Absolutely. And this is what I teach in every coaching, engagement, or even a workshop, as well as a tip for people to use even a simple sheet that you know about setting their intention each day and their plan for practice. And using that people have modified that to be a spreadsheet or a visibility wall with stickies as well. But creating a structure for your learning and practice is so important. Once you sort of have ingrained it as a habit, you may not need the structure as much anymore. Sure. And so you know, that’s the same, you know, when I was working in hospitals and healthcare systems, many years ago, at this point, we would have work with our leaders about their leader. Standard Work would actually include a column for reflection, and did they do things or not? And then what did they learn? And so how do you use those different the same lean concepts about making things visible about having a process? Is it red or green? Did you do it or not? If not, why not? And then what did you learn and so those things can really help us create habits as well.

Patrick Adams

Oh, I love that. I love the idea of adding that as a piece to your leader Standard Work and, and actually, you know, blocking time or creating structure around how you reflect and ensuring that you’re, you’re learning, you know, throughout your, throughout your day, throughout your week, whatever it might be. I love that.

Katie Anderson

totally some of the learning can be Oh, man, I didn’t even make time to reflect or all these things got in the way and then you know, you have a process problem. Okay, so I don’t have I, I’m not experiencing the time to reflect or I’m not making that the priority. Okay, then what are those things that I need to adjust so that I can create the space for learning? Sure, sure.

Patrick Adams

I love that. So I want to change gears a little bit here. And I want to talk a little bit about your book because we’re coming up on your one year anniversary right after you publish your book.

++++++++++++++++++++

EXERCISE REQUIREMENTS
A. Shorten the paragraph of the conversation excerpt that begins "Absolutely. And this is what I teach" into a brief list that keeps its main facts.
B. Write out the part of the conversation excerpt from "I love that. So" up to and including "publish your book.".
The material after this point has nothing to do with the conversation excerpt.

++++++++++++++++++++

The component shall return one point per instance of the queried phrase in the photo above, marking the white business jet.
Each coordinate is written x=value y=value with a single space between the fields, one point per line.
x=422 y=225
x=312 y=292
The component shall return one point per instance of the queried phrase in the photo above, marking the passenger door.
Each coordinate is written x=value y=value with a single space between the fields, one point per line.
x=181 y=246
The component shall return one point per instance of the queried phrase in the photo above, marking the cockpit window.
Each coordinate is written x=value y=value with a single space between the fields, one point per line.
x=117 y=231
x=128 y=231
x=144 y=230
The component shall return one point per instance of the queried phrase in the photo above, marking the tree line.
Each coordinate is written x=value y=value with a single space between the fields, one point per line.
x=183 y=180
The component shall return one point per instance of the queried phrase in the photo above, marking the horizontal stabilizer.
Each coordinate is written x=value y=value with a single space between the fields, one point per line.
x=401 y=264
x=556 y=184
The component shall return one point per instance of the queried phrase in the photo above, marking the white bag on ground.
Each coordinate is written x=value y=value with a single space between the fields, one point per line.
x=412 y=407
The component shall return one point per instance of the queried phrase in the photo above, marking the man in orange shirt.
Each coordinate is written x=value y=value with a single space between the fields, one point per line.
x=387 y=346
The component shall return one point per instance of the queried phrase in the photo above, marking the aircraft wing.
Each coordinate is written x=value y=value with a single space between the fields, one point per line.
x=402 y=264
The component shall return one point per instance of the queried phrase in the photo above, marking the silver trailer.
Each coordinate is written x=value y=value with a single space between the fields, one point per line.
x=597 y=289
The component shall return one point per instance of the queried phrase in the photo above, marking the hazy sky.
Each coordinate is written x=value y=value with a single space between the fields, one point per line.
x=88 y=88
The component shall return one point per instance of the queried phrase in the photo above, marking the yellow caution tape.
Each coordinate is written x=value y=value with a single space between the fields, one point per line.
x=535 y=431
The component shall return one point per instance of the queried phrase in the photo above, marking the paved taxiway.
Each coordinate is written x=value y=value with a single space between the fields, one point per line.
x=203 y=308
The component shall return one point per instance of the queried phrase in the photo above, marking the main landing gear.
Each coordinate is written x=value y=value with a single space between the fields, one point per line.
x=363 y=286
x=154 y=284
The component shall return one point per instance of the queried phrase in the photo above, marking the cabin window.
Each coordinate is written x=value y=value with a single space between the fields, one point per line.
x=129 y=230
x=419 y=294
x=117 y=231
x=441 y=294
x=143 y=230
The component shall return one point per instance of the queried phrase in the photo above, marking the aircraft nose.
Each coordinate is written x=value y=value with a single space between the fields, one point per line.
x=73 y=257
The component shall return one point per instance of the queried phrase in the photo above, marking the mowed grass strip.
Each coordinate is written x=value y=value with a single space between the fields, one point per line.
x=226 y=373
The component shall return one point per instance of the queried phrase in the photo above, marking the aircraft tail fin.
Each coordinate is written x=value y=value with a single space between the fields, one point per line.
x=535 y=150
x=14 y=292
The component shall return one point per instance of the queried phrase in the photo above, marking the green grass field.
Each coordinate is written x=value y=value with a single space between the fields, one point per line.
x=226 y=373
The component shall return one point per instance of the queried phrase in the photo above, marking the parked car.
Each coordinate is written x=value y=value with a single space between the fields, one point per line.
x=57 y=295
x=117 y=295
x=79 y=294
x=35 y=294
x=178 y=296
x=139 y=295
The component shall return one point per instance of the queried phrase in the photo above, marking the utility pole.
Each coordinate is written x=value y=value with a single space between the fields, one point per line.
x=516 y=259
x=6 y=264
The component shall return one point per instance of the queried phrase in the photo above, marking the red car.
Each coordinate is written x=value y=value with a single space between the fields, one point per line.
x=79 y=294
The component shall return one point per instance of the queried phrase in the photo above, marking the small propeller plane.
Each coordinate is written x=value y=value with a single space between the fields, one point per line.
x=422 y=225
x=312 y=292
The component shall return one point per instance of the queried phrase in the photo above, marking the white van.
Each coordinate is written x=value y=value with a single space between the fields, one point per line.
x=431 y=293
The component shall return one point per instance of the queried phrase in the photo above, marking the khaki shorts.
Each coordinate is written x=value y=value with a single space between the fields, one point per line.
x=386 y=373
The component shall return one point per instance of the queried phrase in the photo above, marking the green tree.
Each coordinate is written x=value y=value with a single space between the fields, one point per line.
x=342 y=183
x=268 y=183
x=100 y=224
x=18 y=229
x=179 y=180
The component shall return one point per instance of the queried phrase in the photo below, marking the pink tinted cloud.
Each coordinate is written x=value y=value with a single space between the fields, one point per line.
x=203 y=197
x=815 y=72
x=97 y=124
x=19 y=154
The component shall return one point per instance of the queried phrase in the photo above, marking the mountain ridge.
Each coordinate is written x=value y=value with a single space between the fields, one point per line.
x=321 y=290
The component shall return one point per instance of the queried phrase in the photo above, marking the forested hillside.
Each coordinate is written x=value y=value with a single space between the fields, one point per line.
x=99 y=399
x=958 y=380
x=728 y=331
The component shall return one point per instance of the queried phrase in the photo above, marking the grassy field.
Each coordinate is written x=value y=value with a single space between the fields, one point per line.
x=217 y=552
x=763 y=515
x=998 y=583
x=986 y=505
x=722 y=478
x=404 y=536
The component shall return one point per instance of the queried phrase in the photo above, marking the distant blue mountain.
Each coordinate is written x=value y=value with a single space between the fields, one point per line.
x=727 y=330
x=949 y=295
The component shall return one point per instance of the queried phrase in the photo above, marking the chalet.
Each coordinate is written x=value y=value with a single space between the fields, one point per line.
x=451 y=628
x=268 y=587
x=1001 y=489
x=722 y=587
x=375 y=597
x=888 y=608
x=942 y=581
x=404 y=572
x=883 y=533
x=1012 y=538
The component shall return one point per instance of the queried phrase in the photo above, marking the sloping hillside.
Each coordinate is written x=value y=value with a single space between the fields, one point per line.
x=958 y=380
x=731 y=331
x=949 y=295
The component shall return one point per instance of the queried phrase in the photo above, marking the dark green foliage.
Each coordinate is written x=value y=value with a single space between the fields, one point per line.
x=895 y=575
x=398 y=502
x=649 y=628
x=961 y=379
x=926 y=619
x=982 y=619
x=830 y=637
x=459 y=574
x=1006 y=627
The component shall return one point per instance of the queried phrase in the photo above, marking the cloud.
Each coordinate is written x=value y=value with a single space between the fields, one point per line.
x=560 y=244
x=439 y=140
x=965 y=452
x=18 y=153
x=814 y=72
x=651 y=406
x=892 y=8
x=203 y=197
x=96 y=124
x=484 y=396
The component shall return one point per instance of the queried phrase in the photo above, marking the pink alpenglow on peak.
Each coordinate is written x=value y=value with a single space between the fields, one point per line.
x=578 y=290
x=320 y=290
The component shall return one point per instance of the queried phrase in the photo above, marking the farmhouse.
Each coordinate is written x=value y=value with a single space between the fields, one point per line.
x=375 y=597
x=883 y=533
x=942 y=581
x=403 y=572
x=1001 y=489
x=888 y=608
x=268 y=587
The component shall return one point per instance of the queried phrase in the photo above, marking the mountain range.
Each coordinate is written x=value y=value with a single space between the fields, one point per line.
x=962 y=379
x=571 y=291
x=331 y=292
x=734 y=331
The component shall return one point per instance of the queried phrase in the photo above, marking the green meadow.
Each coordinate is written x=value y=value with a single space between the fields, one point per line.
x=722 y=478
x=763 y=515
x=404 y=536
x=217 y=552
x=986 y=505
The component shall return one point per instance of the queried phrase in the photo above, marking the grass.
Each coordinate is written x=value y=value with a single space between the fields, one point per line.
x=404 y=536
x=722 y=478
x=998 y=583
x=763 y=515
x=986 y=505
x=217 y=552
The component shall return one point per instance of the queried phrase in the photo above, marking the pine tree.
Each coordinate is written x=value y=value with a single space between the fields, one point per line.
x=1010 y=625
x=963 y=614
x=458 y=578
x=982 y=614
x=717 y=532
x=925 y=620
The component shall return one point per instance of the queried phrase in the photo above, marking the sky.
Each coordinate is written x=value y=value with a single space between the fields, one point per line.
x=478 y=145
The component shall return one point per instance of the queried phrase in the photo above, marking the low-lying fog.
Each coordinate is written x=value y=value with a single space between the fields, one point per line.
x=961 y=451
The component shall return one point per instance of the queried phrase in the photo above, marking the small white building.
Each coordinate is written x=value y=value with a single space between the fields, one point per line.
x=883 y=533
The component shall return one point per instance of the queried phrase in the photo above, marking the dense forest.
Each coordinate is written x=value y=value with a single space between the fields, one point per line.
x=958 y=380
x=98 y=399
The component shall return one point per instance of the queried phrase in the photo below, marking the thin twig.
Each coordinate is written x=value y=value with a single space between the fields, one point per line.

++++++++++++++++++++

EXERCISE SOLUTIONS
A.
- Taught in every coaching, engagement, or workshop: a simple sheet for setting a daily intention and a plan for practice.
- People have turned it into a spreadsheet or a visibility wall with stickies.
- Building a structure for learning and practice matters a lot. Once it becomes a habit, the structure may be needed less.
- Years ago in hospitals and healthcare systems, leader Standard Work included a reflection column: were things done or not, and what was learned?
- The same lean ideas apply: make things visible, have a process, mark it red or green, ask "if not, why not?", and note what was learned. These help build habits.

B.
I love that. So I want to change gears a little bit here. And I want to talk a little bit about your book because we’re coming up on your one year anniversary right after you publish your book.